Data entries
■ ■ ■ ■

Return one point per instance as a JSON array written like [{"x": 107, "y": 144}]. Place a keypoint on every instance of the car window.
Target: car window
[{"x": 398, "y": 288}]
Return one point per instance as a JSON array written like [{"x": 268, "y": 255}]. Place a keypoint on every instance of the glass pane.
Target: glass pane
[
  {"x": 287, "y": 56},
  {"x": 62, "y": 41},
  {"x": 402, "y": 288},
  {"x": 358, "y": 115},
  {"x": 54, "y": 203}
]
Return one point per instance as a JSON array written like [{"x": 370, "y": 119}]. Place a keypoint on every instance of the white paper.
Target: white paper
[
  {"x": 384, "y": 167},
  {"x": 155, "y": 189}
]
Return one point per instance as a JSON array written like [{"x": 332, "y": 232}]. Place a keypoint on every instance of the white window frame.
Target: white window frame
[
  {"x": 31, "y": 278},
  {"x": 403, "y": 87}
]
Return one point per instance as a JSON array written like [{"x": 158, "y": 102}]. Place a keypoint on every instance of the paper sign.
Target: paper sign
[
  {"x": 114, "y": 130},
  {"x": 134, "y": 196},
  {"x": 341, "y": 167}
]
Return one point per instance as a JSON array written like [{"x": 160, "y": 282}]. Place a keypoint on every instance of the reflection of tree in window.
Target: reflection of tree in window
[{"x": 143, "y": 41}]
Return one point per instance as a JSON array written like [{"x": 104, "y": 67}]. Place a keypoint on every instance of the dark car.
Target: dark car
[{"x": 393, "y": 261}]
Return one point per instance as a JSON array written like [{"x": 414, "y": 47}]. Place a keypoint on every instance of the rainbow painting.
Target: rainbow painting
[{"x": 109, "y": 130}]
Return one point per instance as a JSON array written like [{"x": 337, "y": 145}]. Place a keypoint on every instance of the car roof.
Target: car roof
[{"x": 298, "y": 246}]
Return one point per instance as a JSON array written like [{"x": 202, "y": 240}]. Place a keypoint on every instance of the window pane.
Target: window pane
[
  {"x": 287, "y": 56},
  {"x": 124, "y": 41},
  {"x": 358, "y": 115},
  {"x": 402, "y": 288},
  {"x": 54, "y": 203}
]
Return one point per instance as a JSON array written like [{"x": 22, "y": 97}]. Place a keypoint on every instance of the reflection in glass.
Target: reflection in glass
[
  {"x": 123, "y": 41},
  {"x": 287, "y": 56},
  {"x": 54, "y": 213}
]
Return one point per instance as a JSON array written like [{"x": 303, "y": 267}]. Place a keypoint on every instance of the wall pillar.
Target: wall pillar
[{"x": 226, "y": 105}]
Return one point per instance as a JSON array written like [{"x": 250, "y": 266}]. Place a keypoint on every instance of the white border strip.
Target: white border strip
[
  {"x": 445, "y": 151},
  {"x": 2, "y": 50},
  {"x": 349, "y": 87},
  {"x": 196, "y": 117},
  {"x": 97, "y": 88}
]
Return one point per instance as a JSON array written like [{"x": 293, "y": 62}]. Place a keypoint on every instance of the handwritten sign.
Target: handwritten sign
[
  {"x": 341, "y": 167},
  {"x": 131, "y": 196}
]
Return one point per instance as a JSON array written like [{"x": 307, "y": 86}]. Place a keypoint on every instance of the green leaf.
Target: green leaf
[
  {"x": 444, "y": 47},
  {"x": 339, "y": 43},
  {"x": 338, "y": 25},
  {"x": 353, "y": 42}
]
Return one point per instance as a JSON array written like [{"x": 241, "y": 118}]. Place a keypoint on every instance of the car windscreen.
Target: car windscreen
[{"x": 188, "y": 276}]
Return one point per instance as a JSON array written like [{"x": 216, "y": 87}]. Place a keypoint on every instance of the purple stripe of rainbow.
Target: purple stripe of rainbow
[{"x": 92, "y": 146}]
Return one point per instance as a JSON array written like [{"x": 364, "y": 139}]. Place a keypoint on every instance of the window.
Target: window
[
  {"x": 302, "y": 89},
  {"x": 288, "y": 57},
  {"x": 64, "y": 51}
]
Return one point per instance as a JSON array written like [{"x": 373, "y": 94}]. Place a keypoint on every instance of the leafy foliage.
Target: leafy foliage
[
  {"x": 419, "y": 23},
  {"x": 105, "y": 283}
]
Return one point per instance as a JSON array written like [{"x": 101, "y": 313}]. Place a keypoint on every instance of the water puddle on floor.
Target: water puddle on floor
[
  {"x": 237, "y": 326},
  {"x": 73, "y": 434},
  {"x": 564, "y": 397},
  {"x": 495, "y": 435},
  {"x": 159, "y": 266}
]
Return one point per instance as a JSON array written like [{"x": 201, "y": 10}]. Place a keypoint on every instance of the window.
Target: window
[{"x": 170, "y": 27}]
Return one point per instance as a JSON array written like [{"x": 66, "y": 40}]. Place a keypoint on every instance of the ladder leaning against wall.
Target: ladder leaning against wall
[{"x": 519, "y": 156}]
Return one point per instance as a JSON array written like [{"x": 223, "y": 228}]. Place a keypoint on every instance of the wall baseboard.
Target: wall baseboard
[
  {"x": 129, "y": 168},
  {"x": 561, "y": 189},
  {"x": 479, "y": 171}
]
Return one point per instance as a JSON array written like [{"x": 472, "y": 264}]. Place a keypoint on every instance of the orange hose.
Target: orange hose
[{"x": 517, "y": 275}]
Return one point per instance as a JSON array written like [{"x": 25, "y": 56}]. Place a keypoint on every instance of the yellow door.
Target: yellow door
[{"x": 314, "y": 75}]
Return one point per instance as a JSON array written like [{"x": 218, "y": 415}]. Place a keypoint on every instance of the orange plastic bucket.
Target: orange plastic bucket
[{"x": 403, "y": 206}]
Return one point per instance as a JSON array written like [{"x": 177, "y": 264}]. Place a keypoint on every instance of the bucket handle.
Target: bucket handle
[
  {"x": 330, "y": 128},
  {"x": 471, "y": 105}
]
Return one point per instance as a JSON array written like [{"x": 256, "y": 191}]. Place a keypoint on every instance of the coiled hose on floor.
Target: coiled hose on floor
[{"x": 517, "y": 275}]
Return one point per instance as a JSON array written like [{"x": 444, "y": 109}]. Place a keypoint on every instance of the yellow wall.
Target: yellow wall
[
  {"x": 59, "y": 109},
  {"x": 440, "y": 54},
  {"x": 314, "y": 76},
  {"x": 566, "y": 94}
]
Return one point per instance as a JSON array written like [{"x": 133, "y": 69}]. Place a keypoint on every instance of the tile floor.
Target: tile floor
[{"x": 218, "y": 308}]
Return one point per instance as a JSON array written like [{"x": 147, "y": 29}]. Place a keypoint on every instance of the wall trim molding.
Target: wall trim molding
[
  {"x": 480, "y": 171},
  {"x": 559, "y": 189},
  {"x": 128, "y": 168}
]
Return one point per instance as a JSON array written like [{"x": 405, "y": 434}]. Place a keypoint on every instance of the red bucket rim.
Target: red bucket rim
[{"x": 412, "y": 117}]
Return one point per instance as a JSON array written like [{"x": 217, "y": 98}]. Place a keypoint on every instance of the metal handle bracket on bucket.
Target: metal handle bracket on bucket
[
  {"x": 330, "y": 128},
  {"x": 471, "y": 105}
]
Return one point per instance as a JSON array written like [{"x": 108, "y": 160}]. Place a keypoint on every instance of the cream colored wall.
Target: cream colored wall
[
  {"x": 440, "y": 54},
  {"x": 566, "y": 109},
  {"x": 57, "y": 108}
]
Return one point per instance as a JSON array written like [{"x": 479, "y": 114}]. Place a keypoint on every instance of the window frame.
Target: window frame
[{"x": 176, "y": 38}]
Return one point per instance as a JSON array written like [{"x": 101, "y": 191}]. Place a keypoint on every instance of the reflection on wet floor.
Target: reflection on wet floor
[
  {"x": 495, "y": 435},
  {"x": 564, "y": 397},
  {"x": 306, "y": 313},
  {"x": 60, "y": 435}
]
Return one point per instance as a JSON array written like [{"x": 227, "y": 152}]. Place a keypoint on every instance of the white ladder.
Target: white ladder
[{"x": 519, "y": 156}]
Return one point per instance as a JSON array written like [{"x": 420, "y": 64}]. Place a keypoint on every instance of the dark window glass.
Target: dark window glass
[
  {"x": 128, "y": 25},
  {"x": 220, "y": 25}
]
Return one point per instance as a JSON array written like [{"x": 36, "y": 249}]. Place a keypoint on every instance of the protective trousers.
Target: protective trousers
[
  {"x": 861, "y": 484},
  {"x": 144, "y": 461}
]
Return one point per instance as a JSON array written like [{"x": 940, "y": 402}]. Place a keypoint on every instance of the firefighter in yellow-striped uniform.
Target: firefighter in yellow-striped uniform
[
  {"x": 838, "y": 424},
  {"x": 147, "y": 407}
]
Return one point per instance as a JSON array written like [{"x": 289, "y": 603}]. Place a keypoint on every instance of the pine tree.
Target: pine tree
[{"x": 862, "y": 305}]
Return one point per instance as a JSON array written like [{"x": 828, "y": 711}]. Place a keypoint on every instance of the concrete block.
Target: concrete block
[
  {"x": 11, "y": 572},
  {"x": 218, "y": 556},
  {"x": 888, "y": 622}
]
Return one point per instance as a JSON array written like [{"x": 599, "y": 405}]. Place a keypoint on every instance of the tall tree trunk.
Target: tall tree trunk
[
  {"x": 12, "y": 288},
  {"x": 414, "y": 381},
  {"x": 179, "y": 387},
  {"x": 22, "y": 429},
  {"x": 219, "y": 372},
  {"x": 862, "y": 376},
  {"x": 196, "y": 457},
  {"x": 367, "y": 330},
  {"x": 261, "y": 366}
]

■ ■ ■ ■

To be done:
Please reproduce word for word the lines from the one containing "the concrete block." through the end of the data above, including both of those end lines.

The solution:
Return one point per instance as a JSON array written like [{"x": 828, "y": 711}]. Place a keypoint on every instance of the concrete block.
Target: concrete block
[
  {"x": 11, "y": 572},
  {"x": 218, "y": 556},
  {"x": 888, "y": 622}
]
Return one point per instance as a JSON array written like [{"x": 599, "y": 405}]. Place a keypoint on every instance of the tall tree trunk.
Target: tall tree trunk
[
  {"x": 12, "y": 288},
  {"x": 414, "y": 381},
  {"x": 179, "y": 387},
  {"x": 22, "y": 429},
  {"x": 219, "y": 372},
  {"x": 862, "y": 376},
  {"x": 196, "y": 457},
  {"x": 367, "y": 330},
  {"x": 261, "y": 366}
]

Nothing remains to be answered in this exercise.